UNSW in Silicon Valley

By Chris Styles  Thursday, 7 July 2016  Features

Last week the first UNSW Entrepreneurs and Innovation Summit took place in San Francisco. It not only highlighted the success of UNSW alumni but demonstrated the power of the UNSW ecosystem.

CEO insights

Westfield co-CEO (BCom) Peter Lowy kicked off the event with insights into how Westfield is reinventing itself and retailing globally. Former CEO and current start-up advisor Bob Mansfield (BCom) interviewed Resmed's founder Peter Farrell (DSc; Business School Advisory Board member), and CEO Mick Farrell (BE). Mitch Davis (BCom) told the 100+ audience about his experience as Founder and CEO of Massive Incorporated, which revolutionised the video game industry and was eventually acquired by Microsoft. Tesla Director Robyn Denholm (MCom) interviewed Scott Farquhar (BSc), co-Founder and co-CEO of Atlassian. And former Microsoft executive, founder of Air Tree Ventures and Business School Advisory Board member, Daniel Petre (BSc), gave a frank assessment of the state of Australia's start-up and innovation landscape.

(Saved data entries)
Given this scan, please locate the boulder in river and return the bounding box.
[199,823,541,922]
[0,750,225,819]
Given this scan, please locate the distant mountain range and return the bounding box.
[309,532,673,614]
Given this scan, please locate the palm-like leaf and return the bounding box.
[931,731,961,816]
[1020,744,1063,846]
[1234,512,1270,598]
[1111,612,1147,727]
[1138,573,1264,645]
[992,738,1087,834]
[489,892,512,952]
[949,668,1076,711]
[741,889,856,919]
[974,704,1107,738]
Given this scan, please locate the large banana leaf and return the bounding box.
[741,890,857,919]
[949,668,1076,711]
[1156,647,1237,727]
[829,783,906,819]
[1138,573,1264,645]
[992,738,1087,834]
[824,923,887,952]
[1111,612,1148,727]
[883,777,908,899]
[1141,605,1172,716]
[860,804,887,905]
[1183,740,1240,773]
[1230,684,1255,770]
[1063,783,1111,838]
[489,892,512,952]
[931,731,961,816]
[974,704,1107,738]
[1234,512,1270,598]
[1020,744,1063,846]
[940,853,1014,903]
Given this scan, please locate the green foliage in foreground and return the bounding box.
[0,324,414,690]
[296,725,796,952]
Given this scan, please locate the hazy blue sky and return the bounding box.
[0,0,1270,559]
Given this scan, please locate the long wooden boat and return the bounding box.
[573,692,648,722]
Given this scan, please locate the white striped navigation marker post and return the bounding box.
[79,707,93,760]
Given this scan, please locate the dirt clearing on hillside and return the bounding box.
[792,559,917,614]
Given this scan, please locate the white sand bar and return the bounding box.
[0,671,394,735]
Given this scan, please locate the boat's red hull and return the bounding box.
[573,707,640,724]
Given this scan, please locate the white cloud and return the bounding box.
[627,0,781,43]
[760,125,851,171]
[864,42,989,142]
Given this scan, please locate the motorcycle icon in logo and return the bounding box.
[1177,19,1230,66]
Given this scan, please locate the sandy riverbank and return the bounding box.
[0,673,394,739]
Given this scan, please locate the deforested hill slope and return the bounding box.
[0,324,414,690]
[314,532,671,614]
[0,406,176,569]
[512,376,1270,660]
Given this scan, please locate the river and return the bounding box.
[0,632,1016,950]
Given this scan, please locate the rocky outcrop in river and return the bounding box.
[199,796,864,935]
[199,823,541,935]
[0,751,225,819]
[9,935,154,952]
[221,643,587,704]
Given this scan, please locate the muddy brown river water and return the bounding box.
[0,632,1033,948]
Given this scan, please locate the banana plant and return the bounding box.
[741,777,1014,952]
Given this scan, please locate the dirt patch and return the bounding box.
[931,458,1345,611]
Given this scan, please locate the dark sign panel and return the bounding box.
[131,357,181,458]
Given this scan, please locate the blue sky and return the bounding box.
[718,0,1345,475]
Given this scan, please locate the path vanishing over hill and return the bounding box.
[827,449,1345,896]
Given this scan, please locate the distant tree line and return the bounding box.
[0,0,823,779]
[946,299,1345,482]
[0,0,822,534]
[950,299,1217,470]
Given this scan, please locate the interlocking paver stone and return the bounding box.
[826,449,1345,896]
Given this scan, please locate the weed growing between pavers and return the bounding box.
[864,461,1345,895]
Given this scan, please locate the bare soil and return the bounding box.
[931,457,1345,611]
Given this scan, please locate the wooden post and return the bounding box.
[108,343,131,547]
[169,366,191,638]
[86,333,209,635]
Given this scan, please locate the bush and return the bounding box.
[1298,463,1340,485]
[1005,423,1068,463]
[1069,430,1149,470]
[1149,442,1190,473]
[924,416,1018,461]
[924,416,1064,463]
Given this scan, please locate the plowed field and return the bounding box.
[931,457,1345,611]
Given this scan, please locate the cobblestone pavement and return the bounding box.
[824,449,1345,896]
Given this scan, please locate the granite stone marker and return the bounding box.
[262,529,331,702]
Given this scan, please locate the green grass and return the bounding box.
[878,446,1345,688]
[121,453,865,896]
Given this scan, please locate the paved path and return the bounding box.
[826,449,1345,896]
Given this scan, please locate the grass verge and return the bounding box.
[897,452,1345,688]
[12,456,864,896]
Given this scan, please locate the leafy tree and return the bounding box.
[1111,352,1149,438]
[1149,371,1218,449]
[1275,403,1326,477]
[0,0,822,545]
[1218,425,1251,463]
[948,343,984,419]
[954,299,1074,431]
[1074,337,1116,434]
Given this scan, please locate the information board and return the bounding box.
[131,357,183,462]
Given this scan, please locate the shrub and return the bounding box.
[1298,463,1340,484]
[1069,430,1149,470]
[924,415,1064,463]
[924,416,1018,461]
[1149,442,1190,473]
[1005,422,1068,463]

● Task goal: Reproduce the passage of the article on the UNSW summit in San Francisco from "CEO insights" up to and including "and innovation landscape.".

● Response below:
CEO insights

Westfield co-CEO (BCom) Peter Lowy kicked off the event with insights into how Westfield is reinventing itself and retailing globally. Former CEO and current start-up advisor Bob Mansfield (BCom) interviewed Resmed's founder Peter Farrell (DSc; Business School Advisory Board member), and CEO Mick Farrell (BE). Mitch Davis (BCom) told the 100+ audience about his experience as Founder and CEO of Massive Incorporated, which revolutionised the video game industry and was eventually acquired by Microsoft. Tesla Director Robyn Denholm (MCom) interviewed Scott Farquhar (BSc), co-Founder and co-CEO of Atlassian. And former Microsoft executive, founder of Air Tree Ventures and Business School Advisory Board member, Daniel Petre (BSc), gave a frank assessment of the state of Australia's start-up and innovation landscape.